• _TEXT EXCERPT_
--- START ---

Cue a load of Aberdeen fans wondering how in the name of all that is holy we'd been able to sign someone like that! Phenomenal striker.

More recently Aruld Stavrums extra time goal against Dundee Utd in the League Cup semi at Dens Park. Right in front of us and we were all so mullered we fell down the rows of seats celebrating. We'd been appalling for years, first final for a long time.
		
Click to expand...

That was an absolute screamer,the boy could play a bit.
I'll go Gillhaus vs Rangers, Bobby Mimms kicks it out of goal,champagne Charlie flicks it on the Gillhaus smashes it in,ball never touched the deck.


----------



## pbrown7582 (Dec 23, 2014)

There's been many!


Greenhoff chest 77 cup final

Whiteside 83

Robbins at Forest 90

Hughes in Rotterdam 91

Bruce in the 108th min  v shef weds 93

Eric in 96 (oh and don't mention the cream suits...... )

Giggsy at villa park FACSF 

Ole and teddy in Barcelona 

Scholes @ Bradford from a corner

Scholes v barca in semi 08

Ronaldo v Porto 45 yarder

Owen v city. 4-3

The list goes on would take an awful lot of thinking about to narrow down to one goal.


----------



## Paul_Stewart (Dec 23, 2014)

4 January 1975 - Leatherhead at Brighton F.A.Cup 3rd round - Chris Kelly goes on a 60-yard run and finishes spectacularly for the only goal in a 1-0 cup upset.


----------



## Wildrover (Dec 23, 2014)

Piece said:



			Easy one...Troy Deeney!

The goal: [video=youtube_share;TPmZeHxWR58]http://youtu.be/TPmZeHxWR58[/video]

The Sky coverage:http://youtu.be/uqxA1f5Gfcg


Click to expand...

Just a few days after Doncaster Rovers did this against Brentford to go from Play-offs to Champions, real agony to ecstasy stuff. I'm in the stand behind the goal, still get goosebumps now.

https://www.youtube.com/watch?v=t4SK8PP-UP8


----------



## bernix (Dec 23, 2014)

Alessandro Del Piero against Fiorentina 03.02.1994, coming back winning 3:2 after losing 0:2 at half time,
and what a goal, google it !
cannot add a link because my company banned youtube


----------



## Lincoln Quaker (Dec 23, 2014)

FA Trophy final 2011

Chris Senior scored our 1st ever goal at Wembley in the last minute of extra time to win us the FA trophy against Mansfield . 

Great day before the disastrous 2012 season .:angry:

Worth 35 seconds of anyones time.

--- END ---

• _DATASET EXTRACT_
--- START ---

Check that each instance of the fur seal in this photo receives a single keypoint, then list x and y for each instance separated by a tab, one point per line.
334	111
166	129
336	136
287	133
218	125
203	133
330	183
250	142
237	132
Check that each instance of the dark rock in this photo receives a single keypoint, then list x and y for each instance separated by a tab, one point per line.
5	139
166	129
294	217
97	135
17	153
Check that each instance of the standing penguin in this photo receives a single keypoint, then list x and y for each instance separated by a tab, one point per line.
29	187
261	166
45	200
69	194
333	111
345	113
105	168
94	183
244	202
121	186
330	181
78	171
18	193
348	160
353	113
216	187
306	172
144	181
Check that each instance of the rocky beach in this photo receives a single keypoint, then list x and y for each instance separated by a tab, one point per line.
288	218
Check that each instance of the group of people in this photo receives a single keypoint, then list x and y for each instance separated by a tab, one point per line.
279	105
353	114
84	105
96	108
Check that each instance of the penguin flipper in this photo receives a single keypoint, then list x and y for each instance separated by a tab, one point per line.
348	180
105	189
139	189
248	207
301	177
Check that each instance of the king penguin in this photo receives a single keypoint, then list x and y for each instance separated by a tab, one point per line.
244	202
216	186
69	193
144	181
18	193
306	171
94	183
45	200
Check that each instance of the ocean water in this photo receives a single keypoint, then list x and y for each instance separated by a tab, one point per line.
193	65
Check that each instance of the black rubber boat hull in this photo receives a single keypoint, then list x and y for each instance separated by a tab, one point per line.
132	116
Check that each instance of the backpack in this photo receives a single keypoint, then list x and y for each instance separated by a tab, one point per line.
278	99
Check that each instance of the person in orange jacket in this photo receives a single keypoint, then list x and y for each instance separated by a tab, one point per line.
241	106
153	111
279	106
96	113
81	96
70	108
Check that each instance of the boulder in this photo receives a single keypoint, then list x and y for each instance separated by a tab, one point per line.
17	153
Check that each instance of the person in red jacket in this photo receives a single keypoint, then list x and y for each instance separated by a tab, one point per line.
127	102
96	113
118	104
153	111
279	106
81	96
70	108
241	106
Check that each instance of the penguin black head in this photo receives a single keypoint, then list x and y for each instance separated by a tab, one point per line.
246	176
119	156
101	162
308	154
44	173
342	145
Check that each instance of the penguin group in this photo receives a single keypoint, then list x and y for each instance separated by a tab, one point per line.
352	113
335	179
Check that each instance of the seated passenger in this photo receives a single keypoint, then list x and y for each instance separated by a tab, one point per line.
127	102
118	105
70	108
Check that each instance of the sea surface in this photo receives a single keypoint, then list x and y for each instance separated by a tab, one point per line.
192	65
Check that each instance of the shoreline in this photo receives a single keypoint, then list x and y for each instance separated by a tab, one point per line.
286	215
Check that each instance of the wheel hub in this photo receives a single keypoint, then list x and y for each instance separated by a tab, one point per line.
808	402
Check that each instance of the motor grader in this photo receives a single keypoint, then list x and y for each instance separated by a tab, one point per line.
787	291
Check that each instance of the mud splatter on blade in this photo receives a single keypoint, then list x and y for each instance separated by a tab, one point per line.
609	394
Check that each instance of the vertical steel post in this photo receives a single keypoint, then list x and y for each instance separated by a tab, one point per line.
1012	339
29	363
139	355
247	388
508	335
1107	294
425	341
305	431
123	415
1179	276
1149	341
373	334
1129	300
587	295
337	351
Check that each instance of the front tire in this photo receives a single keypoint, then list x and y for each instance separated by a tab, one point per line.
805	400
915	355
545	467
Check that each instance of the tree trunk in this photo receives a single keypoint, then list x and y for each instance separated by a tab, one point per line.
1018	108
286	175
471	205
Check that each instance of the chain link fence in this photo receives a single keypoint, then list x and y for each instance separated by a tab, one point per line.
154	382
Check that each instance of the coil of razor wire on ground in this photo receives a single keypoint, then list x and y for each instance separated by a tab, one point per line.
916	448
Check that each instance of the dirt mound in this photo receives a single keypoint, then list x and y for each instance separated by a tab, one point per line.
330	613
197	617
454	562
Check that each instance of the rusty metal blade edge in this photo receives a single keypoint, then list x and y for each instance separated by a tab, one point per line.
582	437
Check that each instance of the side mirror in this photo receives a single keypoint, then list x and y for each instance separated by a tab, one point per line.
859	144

--- END ---

• _EXERCISES TO COMPLETE_
- A) In the football goals thread, who scored in the last minute of extra time to win the FA Trophy against Mansfield?
- B) Retype part of the football goals thread, beginning at the words "More recently Aruld" and stopping after "a long time.".
The entries have nothing to do with what you're asked here.

• _THE SOLUTIONS_
- A) Chris Senior

- B)
More recently Aruld Stavrums extra time goal against Dundee Utd in the League Cup semi at Dens Park. Right in front of us and we were all so mullered we fell down the rows of seats celebrating. We'd been appalling for years, first final for a long time.